PASSAGE TO READ:
================

Monday, February 24, 2014

Adrian McKinty's 'In the Morning I'll Be Gone'



Another brilliant effort from McKinty. This one has a force and clarity that is compelling. The plot, part simple mystery and part political thriller, has a pace and drive that is relentless. 

Detective Inspector Sean Duffy is a tough, smart, rebellious, warm and witty hero. And has courage in spades.

One of McKinty's strengths is his real ear for dialogue - he captures the grit and earthiness that bring these Irish characters so marvelously alive. But most importantly he thrusts the reader into the heart of 'The  Troubles', the violent political Catholic/Protestant upheaval of Northern Ireland in the 70's and 80's, and makes you feel its terror, both at street level and in the higher echelons of power.

He is historically and culturally literate and litters his narrative with insightful allusions to Irish history and myth. Like Ian Rankin he has his protagonist fill his lonely hours with great music, both rock and classical. And like Rebus, Duffy relishes a drink - whatever the hour or occasion. 
They are grounded and human and I like that a lot. 

I understand McKinty envisaged only a trilogy for Sean Duffy, and 'In the Morning I'll Be Gone' is the third (as well as being the best). I hope sincerely that he revisits that intention and gives us plenty more of this intriguing character and setting.


After all, for many of us baby boomers the Troubles were a vibrant  part of the soundtrack of our lives. It's a period rich in meaning and memory and McKinty does it justice. 



Monday, February 3, 2014

Kate Atkinson's Life After Life: A Must Read




Perhaps this long but hugely enjoyable novel should more properly have been called Death after Death. Characters, loved and unloved, are continually dying, usually in war. This is England in its darkest days. I doubt the London blitz has ever been rendered so dramatically and faithfully in fiction. 

Highly regarded British author Kate Atkinson not only tells a superb and compelling story, but playfully indulges in a fair bit of 'meta', the license fiction rather than history gives her. She explores a range of countless possibilities and contingencies through the vicissitudes of her characters' lives and times. The structure is time shifts, but also, controversially, plot shifts. 

It's a Zelig-like chameleon device but the question is does it let the author too easily off the hook? It's rather convenient not to have to tease out the dramatic consequences of rather serious events like death, rape and domestic violence. Ursula is raped at age 16, but was she really? She's still a virgin at age 23. Is her dreadful marriage and the awful violence she suffers at the hands of her husband real? I guess not. It's never referred to subsequently. Is her decade-long sojourn in Hitler's Germany (including marriage to a Nazi, giving birth to a child and taking German citizenship) 'real'? All these critical sequences turn out in the end to be just literary artifices. Similarly Ursula's frequent deaths along the way. And Teddy, her beloved brother: did he die in the war or didn't he?

================

SUPPLIED INFORMATION:
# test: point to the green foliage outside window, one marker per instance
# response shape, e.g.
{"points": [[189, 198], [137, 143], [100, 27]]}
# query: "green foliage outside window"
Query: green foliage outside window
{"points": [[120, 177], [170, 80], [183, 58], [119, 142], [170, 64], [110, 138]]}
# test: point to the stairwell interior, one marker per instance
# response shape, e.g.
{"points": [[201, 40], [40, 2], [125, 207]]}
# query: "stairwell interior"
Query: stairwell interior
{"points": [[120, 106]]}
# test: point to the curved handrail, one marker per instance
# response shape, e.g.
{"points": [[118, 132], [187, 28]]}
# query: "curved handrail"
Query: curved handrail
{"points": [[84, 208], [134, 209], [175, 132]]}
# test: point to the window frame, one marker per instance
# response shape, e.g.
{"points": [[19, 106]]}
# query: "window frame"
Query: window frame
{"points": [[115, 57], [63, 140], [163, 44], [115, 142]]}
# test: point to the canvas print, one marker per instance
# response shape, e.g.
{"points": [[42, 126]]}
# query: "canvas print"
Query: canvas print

================

SET EXERCISE:
Copy out a stretch of the book reviews word for word, beginning at the words "Detective Inspector Sean" and stopping after the words "hour or occasion.".

SOLUTION TO THIS TASK:
Detective Inspector Sean Duffy is a tough, smart, rebellious, warm and witty hero. And has courage in spades.

One of McKinty's strengths is his real ear for dialogue - he captures the grit and earthiness that bring these Irish characters so marvelously alive. But most importantly he thrusts the reader into the heart of 'The  Troubles', the violent political Catholic/Protestant upheaval of Northern Ireland in the 70's and 80's, and makes you feel its terror, both at street level and in the higher echelons of power.

He is historically and culturally literate and litters his narrative with insightful allusions to Irish history and myth. Like Ian Rankin he has his protagonist fill his lonely hours with great music, both rock and classical. And like Rebus, Duffy relishes a drink - whatever the hour or occasion.